++++ PAGE

Theoretically it was there the last time I flew in early 2020, but it was never activated.


----------



## Exvalley (Feb 3, 2022)

jis said:


> Theoretically it was there the last time I flew in early 2020, but it was never activated.


It's very hit or miss, with a lot more misses than hits.


----------



## BCL (Feb 3, 2022)

v v said:


> jis, bear with me as I'm not too interested in tech stuff, but what is IFE ? Is internet on board a flight usually an extra cost or available to everyone within the ticket price. When we travel I use a small laptop, more or less just use the phone as a phone.



Depends on the airline and/or the aircraft. I remember way back in the 90s, I flew first class once and while the movies only looped, we all had personal displays and could select from several channels. The traditional method was to have just regular TVs and one watches the movie from just a few in the cabin.

By about 2007, personal seat back displays were more common although they were generally just looping the same content rather than any kind of on demand content. I flew on one of the newer 777s back then, but on an older 747 going back home. The older plane still had CRTs. Maybe one at each bulkhead and several that dropped down from the ceiling.

I guess the latest is inflight movies on demand. They can be through a seatback display although a lot of shorter range aircraft don't have them. Inflight Wi-Fi can be used to stream content to passengers. It doesn't necessarily need internet access because the systems have all the content already stored on a server on the plane. Satellite internet may be available, although how it's paid for varies. There might be a charge per 4 hours, and entire flight, or even a monthly rate for frequent travelers. I think some are even a network across different airlines.

The content might require installation of an app on certain devices - like gogo Inflight. A few airlines build their entertainment systems into their general purpose airline apps. But many will just bring up the sign-in/payment information when one tries to pull up any web page. I've rarely paid for it since it can be pricey (and unreliable) but often they might have direct access for free to specific websites - especially the airline.

In kind of unrelated stuff, I do remember the time we needed to get visas after booking overseas travel, but forgot to print out an itinerary or ticket receipt. The consulate referred us to a computer service place, but it was closed. We asked at a hotel and they said they had paid internet access (using a credit card) at a computer in the corridor. But we checked and they strangely had a free "boarding pass" printing option with free access to several airline websites (including our airline). We could pull up our reservation that way and the printing was free. I'm not sure if it was meant for non-guests to use for free, but an employee sent us there so I didn't feel bad about it.

++++++++
++++ DATASET RECORDS

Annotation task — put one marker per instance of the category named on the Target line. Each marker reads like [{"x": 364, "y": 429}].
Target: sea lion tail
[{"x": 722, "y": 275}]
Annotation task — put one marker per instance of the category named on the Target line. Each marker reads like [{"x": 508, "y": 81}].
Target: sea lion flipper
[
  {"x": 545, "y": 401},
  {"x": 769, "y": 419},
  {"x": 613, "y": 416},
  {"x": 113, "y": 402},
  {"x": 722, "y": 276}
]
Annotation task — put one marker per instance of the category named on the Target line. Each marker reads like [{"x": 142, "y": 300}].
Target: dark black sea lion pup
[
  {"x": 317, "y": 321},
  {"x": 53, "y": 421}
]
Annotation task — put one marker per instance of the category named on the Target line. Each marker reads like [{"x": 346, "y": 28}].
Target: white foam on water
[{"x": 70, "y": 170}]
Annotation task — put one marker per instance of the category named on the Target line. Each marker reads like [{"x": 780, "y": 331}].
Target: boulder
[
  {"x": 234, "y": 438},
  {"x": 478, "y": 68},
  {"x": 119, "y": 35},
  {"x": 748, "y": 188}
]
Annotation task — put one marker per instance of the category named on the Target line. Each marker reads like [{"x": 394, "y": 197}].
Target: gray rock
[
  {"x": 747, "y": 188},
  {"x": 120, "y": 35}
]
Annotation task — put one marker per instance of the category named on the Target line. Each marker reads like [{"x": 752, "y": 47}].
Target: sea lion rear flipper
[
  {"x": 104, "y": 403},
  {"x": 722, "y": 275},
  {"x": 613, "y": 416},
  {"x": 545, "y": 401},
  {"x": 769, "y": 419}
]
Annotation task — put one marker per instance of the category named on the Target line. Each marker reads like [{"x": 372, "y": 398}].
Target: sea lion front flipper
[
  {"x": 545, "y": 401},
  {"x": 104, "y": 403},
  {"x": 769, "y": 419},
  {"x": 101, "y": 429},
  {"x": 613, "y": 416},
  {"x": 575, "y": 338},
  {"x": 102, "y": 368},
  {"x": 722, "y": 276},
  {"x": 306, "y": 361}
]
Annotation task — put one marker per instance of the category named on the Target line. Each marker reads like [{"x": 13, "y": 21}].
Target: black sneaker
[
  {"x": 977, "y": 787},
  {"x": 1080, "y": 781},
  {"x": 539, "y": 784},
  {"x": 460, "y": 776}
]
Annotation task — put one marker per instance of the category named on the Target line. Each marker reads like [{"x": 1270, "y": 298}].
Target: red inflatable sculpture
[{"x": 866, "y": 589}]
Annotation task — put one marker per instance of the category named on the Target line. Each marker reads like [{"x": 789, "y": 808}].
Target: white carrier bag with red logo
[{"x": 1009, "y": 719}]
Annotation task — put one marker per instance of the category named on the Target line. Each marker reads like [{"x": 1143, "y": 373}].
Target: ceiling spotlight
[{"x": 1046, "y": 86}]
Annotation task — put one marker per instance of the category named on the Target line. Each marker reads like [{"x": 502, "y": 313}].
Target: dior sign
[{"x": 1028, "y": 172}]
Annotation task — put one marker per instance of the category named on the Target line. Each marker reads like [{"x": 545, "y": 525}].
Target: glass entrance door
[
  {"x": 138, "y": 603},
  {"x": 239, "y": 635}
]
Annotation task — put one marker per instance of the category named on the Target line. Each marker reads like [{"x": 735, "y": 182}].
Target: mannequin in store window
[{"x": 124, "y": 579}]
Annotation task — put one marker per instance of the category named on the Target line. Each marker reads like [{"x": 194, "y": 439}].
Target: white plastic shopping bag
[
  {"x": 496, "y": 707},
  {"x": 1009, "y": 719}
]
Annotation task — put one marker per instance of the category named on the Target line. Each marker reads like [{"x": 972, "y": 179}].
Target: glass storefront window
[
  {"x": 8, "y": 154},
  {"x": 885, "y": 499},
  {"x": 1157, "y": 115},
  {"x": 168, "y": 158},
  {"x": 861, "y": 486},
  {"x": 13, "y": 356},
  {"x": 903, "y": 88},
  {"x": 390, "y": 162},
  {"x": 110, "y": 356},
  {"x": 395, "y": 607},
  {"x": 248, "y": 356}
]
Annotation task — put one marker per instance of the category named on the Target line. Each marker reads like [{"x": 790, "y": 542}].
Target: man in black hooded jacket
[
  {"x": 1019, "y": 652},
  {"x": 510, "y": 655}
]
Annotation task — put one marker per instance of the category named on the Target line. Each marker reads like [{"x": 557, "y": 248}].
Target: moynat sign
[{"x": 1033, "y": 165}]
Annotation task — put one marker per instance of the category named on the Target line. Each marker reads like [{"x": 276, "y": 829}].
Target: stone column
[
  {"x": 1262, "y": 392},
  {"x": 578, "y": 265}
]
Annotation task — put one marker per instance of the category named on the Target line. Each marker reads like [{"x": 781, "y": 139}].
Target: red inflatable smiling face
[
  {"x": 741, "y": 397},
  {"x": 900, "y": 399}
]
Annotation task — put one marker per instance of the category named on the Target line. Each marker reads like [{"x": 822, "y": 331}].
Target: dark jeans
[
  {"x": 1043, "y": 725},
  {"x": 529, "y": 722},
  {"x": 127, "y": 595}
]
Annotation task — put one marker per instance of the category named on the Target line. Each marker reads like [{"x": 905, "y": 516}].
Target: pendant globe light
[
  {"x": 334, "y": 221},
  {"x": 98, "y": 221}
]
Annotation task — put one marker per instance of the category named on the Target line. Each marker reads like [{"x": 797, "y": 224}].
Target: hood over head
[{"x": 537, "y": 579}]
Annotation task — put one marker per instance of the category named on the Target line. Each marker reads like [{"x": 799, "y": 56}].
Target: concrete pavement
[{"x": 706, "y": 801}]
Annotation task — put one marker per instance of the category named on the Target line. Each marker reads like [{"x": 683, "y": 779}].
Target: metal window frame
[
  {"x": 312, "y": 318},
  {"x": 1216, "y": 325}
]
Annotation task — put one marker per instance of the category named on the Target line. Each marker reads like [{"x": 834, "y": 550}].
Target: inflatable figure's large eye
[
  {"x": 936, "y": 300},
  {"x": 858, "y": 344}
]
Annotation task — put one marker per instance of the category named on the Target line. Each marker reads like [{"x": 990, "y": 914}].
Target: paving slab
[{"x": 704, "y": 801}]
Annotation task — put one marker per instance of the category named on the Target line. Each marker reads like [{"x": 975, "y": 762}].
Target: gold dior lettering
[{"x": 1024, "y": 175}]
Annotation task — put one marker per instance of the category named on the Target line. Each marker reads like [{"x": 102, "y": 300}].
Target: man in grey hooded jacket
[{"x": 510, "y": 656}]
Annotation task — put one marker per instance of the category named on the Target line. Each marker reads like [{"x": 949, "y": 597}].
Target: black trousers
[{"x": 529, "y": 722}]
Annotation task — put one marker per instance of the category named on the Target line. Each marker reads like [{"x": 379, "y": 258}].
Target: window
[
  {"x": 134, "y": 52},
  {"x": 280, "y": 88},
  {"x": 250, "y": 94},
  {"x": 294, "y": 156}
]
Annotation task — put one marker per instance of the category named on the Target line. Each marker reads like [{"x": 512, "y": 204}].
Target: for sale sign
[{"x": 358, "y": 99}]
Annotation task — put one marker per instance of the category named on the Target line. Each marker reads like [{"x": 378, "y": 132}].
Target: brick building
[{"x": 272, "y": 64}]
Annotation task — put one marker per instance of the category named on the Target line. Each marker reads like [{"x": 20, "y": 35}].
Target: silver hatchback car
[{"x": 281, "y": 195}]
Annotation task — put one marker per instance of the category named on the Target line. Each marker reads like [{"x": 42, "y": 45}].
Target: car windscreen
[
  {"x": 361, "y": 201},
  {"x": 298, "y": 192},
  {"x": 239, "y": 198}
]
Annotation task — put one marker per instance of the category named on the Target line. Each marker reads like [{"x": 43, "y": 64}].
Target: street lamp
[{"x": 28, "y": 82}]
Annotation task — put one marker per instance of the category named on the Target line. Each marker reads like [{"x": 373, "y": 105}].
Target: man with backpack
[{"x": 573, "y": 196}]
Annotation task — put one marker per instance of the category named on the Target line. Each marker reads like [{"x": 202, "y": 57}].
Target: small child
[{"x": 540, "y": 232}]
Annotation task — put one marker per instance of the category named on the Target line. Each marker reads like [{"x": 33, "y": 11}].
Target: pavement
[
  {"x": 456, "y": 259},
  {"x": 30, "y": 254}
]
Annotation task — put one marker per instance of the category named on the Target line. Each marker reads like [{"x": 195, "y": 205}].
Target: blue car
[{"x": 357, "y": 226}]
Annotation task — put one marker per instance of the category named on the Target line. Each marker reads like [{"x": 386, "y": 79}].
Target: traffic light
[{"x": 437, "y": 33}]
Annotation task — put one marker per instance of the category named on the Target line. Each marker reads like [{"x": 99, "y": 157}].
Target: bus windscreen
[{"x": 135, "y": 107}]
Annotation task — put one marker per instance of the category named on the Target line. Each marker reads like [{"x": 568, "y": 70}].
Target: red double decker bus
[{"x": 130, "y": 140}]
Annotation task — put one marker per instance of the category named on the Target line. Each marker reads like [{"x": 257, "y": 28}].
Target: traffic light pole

++++++++

> _GIVEN EXERCISE_: In the forum thread on in-flight entertainment, why can inflight Wi-Fi stream content to passengers without internet access? The lines play no part in this task.

> _OUTPUT FOR THIS TASK_: The systems already have all the content stored on a server on the plane.